WHAT TO WORK ON → Please count the lines below that contain the string "road", with case counting, and give only the number.

--*--

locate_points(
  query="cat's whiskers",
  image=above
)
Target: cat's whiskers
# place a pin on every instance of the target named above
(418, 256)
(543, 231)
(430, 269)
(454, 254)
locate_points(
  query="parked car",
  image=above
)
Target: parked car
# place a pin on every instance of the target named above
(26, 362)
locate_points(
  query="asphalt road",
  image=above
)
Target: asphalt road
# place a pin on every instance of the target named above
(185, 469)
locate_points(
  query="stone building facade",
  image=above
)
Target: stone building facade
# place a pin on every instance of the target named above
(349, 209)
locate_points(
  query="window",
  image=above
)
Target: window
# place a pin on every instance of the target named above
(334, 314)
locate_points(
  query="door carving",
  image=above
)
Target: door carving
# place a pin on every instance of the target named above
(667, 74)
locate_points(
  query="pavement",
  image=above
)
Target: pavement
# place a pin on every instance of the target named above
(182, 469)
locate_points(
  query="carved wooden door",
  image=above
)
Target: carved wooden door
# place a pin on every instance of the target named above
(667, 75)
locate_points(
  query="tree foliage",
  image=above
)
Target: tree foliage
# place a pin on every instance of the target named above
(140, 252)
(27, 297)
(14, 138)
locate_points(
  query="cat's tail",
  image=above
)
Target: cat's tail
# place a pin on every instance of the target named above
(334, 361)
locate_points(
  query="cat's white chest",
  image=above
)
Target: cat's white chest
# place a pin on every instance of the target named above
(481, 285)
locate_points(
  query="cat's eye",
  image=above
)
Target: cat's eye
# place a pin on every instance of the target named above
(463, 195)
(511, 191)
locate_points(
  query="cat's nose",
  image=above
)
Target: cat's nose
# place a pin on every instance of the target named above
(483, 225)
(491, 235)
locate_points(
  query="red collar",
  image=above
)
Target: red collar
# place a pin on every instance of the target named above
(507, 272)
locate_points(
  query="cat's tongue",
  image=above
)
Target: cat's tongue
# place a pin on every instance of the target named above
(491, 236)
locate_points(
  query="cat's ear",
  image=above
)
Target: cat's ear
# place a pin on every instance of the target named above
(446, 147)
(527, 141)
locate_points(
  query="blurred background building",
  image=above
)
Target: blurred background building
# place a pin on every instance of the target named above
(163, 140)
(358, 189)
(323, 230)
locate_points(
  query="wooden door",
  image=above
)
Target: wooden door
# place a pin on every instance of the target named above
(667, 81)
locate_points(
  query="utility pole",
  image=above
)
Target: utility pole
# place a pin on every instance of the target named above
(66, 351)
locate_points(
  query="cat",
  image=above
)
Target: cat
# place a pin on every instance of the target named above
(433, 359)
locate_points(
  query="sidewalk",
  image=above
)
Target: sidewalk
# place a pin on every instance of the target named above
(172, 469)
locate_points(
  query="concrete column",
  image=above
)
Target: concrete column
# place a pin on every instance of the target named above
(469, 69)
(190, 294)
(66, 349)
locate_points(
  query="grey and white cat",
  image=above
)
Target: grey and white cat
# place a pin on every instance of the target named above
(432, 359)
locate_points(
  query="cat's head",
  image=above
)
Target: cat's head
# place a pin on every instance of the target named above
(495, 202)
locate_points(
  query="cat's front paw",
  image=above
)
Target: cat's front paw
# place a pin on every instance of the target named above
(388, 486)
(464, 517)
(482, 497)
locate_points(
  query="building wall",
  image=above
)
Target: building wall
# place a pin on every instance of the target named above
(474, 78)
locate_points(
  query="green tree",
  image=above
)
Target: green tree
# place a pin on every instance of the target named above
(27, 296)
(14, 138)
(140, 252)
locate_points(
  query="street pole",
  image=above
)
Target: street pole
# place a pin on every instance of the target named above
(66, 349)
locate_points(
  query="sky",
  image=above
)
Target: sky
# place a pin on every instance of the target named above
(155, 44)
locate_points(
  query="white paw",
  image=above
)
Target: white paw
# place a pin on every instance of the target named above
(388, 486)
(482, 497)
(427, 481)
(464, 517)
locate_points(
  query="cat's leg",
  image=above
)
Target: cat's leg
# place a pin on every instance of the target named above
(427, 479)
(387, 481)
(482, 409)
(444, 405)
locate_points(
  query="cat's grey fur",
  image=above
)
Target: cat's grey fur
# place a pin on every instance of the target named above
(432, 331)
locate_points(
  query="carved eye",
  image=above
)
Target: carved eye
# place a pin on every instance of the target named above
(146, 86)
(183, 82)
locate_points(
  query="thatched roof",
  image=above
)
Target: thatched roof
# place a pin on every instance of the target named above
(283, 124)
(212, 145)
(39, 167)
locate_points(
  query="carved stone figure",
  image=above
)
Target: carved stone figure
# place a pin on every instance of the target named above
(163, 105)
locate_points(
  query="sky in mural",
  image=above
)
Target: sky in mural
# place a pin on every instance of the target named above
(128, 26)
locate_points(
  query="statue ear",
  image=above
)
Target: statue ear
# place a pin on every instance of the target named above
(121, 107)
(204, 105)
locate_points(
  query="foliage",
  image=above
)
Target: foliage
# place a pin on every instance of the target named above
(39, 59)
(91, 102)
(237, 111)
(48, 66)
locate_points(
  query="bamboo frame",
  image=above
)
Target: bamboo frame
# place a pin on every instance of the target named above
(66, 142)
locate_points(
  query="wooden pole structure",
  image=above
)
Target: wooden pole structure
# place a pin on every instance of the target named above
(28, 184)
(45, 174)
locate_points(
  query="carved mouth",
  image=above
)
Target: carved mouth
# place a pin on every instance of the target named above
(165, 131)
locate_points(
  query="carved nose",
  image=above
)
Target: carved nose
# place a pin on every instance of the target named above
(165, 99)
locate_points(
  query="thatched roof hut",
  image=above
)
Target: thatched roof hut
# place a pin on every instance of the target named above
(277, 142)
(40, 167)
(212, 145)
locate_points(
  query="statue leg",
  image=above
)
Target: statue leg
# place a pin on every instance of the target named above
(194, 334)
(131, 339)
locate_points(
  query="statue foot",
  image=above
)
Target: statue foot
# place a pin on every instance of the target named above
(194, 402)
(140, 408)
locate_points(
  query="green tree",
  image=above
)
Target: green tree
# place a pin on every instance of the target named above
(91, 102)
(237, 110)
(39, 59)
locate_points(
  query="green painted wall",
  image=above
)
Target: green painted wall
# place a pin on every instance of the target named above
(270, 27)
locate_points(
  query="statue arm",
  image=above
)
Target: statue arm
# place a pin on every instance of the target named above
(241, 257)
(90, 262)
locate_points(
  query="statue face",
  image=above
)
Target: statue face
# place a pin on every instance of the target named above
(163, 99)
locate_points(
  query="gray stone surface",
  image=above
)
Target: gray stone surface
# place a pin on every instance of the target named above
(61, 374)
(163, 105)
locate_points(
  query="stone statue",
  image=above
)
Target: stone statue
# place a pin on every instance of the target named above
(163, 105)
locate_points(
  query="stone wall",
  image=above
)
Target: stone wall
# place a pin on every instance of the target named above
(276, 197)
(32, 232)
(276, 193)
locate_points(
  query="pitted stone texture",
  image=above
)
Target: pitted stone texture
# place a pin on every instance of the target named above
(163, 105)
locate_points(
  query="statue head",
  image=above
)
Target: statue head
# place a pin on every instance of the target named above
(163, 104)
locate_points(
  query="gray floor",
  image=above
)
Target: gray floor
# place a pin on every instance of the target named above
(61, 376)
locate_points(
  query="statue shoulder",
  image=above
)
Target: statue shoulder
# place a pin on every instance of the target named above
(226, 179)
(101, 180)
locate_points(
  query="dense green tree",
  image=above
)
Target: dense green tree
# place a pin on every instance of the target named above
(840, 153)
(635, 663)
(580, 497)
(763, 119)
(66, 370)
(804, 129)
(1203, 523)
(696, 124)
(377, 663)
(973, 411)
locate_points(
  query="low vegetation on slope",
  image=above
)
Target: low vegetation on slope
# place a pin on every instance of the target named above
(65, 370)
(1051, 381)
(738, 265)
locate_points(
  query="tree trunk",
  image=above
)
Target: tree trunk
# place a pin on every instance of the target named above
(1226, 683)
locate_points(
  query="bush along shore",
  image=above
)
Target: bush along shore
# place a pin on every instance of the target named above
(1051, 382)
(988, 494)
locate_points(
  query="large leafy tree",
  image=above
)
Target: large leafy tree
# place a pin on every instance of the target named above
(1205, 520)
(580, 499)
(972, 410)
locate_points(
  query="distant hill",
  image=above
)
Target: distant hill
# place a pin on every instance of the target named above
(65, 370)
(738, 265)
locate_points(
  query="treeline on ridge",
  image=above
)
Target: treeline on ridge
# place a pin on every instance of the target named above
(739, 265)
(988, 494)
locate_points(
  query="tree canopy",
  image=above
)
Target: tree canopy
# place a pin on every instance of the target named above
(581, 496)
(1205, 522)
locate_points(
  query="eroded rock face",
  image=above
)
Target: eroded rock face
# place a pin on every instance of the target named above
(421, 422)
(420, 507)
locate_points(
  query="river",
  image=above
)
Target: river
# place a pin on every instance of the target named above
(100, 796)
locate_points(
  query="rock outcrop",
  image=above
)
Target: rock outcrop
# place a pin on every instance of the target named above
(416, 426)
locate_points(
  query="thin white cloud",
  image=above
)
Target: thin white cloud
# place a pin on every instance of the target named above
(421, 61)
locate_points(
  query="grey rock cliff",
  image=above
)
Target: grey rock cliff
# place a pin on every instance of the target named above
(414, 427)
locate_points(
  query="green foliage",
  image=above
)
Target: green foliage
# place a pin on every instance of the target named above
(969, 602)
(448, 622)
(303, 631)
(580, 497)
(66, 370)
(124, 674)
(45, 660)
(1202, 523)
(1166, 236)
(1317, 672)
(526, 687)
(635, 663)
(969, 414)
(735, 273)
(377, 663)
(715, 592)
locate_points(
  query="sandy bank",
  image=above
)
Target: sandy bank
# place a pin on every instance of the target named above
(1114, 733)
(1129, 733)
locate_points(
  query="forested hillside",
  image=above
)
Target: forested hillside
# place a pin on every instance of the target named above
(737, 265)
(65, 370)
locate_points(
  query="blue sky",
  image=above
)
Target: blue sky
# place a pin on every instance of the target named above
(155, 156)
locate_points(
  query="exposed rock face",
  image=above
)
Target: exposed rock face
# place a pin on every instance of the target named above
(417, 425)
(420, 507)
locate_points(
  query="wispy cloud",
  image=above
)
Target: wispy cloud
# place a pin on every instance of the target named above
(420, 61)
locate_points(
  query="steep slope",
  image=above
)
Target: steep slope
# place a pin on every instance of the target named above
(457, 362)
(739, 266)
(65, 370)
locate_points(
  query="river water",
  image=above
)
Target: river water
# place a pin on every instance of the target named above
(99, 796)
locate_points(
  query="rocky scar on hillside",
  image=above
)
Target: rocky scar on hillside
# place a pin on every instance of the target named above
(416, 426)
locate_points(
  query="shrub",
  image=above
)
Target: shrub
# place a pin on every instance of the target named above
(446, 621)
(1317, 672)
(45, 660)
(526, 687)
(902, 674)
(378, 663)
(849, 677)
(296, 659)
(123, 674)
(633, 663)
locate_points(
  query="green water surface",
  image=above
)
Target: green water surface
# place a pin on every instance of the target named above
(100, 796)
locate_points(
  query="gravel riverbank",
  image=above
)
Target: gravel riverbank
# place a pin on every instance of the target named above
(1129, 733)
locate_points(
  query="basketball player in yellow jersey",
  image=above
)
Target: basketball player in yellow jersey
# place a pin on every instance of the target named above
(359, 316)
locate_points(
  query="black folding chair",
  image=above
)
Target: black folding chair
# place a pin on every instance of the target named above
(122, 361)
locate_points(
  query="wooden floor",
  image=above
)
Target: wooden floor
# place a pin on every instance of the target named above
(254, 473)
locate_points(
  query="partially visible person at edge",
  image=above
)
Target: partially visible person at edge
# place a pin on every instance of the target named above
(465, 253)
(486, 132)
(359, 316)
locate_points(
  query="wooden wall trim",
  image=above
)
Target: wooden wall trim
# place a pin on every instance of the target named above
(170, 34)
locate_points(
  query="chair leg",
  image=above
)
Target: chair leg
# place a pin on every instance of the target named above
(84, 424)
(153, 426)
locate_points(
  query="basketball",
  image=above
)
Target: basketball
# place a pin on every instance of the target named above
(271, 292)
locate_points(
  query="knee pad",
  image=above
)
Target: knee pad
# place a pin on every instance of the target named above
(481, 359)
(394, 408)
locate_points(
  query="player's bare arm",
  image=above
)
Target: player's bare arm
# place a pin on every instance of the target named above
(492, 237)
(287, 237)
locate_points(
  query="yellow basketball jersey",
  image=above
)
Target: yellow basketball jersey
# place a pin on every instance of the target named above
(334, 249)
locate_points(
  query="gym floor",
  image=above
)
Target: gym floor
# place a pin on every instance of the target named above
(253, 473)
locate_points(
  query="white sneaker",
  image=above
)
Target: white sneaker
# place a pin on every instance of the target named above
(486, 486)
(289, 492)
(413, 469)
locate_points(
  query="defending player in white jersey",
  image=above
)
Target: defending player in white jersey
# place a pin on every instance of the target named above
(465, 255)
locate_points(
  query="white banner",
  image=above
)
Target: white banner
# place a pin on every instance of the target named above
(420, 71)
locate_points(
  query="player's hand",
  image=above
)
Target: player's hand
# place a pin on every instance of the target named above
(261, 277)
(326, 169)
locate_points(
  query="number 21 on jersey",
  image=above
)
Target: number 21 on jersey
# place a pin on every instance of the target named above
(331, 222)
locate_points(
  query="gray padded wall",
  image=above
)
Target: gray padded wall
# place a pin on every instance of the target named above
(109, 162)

--*--

THE ANSWER → 2